Excerpted passage
Start of Block

There have been a couple of notable signals about the upcoming EU referendum lately. A public opinion poll showed a clear majority lead for Brexit, then a Financial Times poll of more than 100 leading economists concluded that a vote to leave would damage UK growth. But while the arguments for and against are still shaping up, everyone appears to be ignoring how the credit-ratings agencies would respond to Brexit.
This is surprising. Only recently, credit-rating agency Standard & Poor’s fired a warning shot, saying that the UK would be downgraded one notch on leaving, and this could double if relations with Brussels soured. And unlike Standard & Poor’s, the other two main credit-ratings agencies, Moody’s and Fitch, have already stripped Britain of its precious AAA rating – the highest possible. If all three downgraded Britain after a Brexit, the road back to AAA status would be even harder.

End of Block

Extracted material
Start of Block

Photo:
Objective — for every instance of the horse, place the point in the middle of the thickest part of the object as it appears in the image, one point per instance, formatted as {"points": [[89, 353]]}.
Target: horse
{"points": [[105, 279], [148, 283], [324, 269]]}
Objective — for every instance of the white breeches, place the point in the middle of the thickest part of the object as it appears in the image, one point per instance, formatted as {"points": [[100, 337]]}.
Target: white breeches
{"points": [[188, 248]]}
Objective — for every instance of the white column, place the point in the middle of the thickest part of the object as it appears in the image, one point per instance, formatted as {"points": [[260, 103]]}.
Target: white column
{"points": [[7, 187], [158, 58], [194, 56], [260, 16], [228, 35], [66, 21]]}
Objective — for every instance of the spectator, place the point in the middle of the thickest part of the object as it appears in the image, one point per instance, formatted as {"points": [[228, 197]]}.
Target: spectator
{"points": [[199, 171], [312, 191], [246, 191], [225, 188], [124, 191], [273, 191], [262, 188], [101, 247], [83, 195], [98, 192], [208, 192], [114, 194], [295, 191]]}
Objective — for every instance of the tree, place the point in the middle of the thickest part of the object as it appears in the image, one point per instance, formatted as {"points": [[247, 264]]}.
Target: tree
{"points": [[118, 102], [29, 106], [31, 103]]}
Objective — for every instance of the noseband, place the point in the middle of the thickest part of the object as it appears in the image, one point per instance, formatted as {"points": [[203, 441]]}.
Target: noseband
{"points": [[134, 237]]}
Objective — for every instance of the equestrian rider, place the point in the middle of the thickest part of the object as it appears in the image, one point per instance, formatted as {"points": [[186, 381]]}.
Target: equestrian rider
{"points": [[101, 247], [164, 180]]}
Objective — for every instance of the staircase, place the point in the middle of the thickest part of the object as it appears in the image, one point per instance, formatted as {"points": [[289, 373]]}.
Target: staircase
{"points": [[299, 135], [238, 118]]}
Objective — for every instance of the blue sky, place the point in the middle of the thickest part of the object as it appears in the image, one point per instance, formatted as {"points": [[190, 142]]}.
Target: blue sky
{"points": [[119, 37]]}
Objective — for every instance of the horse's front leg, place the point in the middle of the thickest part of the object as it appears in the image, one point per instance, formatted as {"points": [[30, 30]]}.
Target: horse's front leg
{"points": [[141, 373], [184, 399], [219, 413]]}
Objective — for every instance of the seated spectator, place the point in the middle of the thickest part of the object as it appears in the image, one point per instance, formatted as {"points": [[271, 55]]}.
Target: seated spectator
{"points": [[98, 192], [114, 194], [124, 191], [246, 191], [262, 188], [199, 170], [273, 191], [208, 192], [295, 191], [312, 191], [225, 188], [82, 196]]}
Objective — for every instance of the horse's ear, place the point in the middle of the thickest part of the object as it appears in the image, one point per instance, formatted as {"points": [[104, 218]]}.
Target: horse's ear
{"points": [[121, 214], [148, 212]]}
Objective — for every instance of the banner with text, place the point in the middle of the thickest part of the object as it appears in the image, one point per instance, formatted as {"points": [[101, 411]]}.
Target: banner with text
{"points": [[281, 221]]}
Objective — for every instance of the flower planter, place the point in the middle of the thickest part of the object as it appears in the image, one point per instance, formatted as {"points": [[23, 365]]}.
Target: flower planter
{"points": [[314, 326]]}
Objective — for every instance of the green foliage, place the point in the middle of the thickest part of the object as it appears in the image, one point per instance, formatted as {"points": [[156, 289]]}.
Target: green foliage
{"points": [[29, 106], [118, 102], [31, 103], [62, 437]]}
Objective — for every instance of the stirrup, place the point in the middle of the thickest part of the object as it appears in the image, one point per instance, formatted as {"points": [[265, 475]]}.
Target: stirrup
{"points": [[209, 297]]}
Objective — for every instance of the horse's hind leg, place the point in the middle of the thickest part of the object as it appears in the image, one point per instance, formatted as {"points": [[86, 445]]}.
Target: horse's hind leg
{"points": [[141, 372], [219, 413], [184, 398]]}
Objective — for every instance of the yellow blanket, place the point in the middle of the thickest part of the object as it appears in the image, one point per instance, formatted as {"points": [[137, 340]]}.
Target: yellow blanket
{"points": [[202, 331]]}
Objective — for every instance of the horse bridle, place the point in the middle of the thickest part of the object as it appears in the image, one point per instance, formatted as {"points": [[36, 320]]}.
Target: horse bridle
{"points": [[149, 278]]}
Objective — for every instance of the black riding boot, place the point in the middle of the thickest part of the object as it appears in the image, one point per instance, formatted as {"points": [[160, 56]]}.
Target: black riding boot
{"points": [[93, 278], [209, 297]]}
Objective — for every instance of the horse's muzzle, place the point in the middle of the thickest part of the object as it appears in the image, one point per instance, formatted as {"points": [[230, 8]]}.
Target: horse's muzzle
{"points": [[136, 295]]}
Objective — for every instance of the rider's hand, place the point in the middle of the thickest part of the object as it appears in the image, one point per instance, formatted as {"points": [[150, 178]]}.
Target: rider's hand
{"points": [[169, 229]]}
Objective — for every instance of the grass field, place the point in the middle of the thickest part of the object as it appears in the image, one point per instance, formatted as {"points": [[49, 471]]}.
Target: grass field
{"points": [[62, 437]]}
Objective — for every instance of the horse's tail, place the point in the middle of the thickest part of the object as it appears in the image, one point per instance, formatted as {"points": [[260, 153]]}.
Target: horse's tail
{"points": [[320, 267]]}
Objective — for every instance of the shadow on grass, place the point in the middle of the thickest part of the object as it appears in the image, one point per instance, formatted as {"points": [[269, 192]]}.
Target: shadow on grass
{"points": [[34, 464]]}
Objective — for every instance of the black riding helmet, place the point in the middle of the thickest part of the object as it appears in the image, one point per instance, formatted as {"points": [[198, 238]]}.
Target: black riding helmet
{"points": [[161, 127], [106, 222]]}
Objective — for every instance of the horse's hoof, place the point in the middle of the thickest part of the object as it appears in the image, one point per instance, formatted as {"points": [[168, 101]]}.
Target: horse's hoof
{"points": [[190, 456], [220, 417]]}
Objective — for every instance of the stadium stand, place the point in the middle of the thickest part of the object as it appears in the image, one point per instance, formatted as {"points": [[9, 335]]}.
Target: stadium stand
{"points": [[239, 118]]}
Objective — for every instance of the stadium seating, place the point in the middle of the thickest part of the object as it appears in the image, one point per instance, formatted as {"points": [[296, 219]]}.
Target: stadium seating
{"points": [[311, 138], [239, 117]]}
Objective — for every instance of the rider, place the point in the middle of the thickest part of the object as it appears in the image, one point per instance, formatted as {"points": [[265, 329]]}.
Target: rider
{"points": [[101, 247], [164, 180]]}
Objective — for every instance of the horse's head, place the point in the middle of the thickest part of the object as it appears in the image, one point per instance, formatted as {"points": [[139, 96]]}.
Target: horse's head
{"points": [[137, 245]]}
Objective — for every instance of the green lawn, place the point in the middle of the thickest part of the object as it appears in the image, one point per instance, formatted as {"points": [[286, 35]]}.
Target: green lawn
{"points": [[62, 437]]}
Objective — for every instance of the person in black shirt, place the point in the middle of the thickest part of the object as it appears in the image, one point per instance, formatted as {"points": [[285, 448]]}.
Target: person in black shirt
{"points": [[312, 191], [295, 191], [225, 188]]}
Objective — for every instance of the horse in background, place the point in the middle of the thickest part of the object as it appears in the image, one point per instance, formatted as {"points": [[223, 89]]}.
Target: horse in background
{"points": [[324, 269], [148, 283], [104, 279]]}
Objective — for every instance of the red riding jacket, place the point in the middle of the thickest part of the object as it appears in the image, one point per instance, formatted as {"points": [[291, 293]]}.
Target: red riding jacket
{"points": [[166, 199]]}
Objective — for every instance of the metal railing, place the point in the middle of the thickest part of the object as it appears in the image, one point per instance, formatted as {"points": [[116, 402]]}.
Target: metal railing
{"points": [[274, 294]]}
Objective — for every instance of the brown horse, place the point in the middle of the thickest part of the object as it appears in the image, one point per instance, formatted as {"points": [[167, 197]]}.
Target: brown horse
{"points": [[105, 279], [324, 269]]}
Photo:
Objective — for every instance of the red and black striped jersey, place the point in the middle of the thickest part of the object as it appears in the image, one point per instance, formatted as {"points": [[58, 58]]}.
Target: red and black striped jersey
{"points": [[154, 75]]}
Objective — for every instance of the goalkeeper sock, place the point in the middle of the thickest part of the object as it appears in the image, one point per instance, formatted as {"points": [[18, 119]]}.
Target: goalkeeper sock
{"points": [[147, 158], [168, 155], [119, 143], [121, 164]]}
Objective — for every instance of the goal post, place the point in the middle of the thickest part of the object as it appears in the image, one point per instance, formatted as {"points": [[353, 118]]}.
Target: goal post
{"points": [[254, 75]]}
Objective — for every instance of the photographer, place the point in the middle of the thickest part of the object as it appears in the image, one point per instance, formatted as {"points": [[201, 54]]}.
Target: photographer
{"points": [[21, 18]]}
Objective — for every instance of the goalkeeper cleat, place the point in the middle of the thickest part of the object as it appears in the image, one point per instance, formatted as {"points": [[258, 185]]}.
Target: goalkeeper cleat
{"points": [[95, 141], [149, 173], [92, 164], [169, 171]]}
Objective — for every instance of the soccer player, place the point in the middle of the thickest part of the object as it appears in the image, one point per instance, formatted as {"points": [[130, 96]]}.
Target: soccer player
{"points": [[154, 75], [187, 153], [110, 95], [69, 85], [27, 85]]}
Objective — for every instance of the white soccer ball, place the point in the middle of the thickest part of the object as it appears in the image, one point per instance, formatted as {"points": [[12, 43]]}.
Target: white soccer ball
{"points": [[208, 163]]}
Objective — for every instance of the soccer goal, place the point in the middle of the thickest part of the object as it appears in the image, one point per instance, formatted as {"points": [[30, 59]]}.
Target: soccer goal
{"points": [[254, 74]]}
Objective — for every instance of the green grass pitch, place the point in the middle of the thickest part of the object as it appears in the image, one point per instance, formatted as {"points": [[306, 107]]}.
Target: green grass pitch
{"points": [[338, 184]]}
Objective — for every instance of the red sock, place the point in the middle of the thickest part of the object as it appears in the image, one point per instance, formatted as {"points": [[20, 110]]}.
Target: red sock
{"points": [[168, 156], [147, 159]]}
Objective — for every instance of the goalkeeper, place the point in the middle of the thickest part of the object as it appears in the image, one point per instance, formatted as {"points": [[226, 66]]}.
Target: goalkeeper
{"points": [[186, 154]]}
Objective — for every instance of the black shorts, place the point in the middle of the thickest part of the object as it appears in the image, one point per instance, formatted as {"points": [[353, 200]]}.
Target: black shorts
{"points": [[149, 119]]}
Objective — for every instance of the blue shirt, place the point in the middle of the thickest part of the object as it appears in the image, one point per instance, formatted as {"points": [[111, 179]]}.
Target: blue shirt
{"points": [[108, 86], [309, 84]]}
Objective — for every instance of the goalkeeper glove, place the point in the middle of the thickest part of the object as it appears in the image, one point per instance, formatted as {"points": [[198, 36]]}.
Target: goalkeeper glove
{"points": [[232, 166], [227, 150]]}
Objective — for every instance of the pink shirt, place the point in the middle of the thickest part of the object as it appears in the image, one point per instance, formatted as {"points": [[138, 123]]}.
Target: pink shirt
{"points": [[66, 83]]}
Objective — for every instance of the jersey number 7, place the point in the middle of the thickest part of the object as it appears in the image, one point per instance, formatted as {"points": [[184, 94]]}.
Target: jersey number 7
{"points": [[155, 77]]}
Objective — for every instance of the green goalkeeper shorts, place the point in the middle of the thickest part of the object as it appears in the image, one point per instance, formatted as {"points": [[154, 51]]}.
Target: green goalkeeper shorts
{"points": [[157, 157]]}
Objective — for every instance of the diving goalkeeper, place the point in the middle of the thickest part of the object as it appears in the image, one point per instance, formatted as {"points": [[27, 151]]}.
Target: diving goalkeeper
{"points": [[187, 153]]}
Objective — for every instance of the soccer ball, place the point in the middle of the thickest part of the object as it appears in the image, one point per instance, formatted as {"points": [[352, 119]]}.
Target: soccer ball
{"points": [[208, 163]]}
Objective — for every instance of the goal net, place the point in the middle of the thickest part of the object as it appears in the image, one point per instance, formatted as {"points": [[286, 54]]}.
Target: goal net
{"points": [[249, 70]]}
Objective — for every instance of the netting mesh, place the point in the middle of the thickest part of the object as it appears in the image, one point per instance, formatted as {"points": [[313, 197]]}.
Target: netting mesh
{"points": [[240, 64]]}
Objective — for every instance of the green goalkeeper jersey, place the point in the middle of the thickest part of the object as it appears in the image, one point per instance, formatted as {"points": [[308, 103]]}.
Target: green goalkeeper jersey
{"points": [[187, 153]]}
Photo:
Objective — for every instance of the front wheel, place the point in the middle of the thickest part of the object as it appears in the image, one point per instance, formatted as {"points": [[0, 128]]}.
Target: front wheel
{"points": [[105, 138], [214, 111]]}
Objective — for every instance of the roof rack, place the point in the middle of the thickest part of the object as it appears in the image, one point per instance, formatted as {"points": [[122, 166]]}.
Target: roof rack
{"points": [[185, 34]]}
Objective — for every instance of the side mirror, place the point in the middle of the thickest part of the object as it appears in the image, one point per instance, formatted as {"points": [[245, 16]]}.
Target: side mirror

End of Block

Assigned task
Extend the commentary above on how credit-rating agencies would respond to Brexit, picking up after its last sentence.

Response for this exercise
Whether or not one agrees with these decisions, they do matter. Sovereign credit ratings estimate the probability that a country will default on its debts. They set the tone for the borrowing costs in international markets both for the country and the financial institutions operating there. Increasing the interest rates that the country pays to borrow means less money to spend on schools, hospitals and so forth. Downgrades also weaken the share prices of banks that are expected to receive stronger support from their governments – particularly in advanced economies.
How sovereign ratings work
The three agencies cite a number of factors that come into their sovereign ratings, including GDP growth rate developments and public finance trends. They provide little guidance as to how they weight each factor, but academics fortunately have studied the agencies' models extensively and reached the following conclusions:
- An increase in annual GDP growth by one percentage point improves a country’s rating by about one-tenth of a notch.
- An annual drop in general government gross debt by one percentage point of GDP justifies about one-tenth of a notch upgrade.
- An annual drop in government deficit by one percentage point of GDP justifies about one-tenth of a notch upgrade.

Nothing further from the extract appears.